(Point localization data)
▼
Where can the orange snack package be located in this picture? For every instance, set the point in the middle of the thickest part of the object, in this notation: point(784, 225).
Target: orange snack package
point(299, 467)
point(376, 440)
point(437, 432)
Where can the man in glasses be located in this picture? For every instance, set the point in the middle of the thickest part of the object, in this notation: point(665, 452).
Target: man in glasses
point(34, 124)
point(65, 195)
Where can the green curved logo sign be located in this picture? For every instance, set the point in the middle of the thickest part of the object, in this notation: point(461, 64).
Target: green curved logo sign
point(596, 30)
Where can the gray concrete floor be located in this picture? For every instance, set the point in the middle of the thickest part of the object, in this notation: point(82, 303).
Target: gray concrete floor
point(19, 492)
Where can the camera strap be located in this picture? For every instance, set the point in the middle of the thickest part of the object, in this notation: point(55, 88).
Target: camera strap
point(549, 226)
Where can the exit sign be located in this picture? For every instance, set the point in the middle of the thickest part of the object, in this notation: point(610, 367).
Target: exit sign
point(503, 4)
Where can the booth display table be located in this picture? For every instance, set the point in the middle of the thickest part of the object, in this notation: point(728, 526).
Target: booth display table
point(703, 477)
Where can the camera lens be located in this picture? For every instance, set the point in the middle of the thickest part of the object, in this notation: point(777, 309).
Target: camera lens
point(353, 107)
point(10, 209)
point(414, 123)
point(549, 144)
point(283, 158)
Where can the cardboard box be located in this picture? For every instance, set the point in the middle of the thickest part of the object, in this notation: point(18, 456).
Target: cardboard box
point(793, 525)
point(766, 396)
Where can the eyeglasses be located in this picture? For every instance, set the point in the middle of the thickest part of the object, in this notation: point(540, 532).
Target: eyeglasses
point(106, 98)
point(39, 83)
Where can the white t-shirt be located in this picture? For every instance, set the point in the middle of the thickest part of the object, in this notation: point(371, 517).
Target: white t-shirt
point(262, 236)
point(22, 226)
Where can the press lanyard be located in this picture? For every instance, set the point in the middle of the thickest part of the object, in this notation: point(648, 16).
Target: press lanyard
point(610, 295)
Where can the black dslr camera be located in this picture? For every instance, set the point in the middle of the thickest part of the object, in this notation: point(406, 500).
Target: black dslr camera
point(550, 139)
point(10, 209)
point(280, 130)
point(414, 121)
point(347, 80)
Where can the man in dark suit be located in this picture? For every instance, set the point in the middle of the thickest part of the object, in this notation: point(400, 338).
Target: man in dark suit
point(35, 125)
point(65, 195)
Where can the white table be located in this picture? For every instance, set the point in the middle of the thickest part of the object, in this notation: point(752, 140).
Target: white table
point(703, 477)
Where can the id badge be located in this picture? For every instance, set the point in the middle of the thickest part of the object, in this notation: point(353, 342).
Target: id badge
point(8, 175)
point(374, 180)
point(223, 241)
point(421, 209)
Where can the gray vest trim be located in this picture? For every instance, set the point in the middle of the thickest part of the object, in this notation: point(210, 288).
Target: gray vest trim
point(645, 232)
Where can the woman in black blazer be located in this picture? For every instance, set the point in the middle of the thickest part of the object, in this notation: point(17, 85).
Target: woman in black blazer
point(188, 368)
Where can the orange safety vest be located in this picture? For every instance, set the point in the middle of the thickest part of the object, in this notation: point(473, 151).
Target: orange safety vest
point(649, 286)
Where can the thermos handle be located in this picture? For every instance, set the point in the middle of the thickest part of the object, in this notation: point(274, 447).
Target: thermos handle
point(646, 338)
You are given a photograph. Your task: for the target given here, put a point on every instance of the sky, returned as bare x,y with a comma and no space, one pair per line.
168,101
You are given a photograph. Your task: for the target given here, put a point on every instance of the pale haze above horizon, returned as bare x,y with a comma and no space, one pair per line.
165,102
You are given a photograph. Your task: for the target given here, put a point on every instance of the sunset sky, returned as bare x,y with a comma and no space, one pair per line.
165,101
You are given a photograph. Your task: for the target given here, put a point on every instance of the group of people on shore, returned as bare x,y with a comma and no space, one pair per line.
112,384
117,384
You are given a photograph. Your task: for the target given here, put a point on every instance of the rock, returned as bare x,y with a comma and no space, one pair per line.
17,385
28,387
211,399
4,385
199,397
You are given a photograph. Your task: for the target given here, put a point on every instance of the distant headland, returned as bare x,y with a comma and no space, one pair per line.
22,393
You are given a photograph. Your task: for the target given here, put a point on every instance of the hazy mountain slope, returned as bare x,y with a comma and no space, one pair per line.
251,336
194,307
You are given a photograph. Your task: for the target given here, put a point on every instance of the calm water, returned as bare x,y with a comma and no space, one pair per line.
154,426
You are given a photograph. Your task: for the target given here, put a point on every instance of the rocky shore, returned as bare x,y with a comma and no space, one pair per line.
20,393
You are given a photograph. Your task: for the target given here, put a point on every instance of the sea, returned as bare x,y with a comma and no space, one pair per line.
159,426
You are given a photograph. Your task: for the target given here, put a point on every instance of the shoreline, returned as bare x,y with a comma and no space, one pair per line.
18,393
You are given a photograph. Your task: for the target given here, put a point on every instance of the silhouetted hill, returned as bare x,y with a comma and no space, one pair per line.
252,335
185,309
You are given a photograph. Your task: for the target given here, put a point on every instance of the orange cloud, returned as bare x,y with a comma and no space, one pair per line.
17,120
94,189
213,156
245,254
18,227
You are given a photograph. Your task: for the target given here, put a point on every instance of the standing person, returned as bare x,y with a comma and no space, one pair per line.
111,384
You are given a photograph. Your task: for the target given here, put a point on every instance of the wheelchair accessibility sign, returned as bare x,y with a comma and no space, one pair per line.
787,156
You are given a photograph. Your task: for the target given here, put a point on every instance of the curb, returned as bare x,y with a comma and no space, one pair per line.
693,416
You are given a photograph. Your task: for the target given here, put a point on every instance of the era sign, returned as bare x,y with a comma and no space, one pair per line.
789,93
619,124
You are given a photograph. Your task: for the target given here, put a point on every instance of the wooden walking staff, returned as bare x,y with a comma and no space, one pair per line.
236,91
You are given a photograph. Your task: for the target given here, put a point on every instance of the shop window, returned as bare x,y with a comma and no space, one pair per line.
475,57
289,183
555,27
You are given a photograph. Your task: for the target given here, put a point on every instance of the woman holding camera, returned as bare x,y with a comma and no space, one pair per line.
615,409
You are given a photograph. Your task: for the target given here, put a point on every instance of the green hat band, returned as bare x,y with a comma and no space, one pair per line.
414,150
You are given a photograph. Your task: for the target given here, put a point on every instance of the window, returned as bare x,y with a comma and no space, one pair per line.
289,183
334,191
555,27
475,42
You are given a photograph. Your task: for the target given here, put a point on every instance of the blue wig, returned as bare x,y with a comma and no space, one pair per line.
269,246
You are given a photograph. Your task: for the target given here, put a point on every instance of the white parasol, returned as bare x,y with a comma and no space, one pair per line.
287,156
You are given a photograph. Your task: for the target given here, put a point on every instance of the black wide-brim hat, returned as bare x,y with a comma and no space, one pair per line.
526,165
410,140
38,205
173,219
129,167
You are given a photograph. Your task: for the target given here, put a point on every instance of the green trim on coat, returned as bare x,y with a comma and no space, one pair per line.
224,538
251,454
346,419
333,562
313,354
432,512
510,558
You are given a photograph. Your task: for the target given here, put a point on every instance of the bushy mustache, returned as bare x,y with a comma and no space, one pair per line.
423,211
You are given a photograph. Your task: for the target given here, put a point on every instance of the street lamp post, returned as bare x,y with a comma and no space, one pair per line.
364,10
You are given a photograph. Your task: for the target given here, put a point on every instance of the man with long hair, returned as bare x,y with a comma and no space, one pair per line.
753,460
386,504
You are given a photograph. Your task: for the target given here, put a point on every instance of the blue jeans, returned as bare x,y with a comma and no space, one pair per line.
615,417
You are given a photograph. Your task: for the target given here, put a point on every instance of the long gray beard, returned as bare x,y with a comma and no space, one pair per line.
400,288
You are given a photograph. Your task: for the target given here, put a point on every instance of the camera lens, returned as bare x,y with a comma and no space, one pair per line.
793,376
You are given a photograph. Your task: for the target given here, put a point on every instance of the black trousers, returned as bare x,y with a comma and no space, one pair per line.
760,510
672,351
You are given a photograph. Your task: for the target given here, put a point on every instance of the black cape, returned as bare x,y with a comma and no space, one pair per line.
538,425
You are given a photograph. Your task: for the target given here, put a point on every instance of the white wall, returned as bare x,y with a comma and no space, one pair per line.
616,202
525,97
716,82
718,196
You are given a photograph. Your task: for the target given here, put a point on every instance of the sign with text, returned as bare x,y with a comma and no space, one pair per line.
▲
**Your objective**:
From the data above, output exactly the lines between the one containing "Where can the booth" and the one containing "Where can the camera lens", counting both of them.

**Written reply**:
Where can the booth display table be located in this picture? For every instance, set the point in the middle of the thickest part of the object, in this notation: point(728, 526).
Target: booth display table
point(703, 477)
Where can the camera lens be located in this picture? For every instance, set the point in the middle of the thickest part of the object, in this notation: point(777, 309).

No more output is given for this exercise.